▸ Exercise objective
Find each line below that contains the word "blue" and copy those lines.

▸ Provided records
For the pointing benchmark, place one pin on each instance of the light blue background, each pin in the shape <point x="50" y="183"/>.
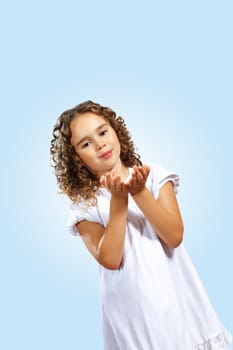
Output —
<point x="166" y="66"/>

--

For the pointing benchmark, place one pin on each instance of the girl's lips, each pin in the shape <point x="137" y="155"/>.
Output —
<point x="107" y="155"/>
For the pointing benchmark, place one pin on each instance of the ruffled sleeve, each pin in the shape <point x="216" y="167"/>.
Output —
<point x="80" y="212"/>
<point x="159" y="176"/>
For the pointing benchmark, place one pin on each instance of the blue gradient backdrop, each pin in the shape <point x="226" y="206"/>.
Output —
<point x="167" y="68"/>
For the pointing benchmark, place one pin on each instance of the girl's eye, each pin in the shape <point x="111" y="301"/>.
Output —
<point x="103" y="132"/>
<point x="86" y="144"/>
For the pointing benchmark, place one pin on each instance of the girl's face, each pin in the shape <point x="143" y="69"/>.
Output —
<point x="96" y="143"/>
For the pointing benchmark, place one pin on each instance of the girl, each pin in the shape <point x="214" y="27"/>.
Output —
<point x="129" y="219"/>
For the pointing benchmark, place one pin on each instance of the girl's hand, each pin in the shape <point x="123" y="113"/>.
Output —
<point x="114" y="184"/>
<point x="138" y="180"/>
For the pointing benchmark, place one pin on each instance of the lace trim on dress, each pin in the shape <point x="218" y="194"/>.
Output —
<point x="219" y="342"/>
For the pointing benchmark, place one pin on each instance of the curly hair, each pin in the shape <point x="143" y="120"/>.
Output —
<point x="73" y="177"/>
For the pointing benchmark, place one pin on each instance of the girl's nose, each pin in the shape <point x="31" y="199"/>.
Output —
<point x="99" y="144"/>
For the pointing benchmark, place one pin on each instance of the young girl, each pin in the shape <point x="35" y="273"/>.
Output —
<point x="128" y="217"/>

▸ Complete response
For the pointing benchmark, place one pin on each instance of the light blue background, each pin in the shape <point x="50" y="183"/>.
For the pointing benchmark, place one pin on each instance of the blue gradient backdrop, each pin in the shape <point x="226" y="206"/>.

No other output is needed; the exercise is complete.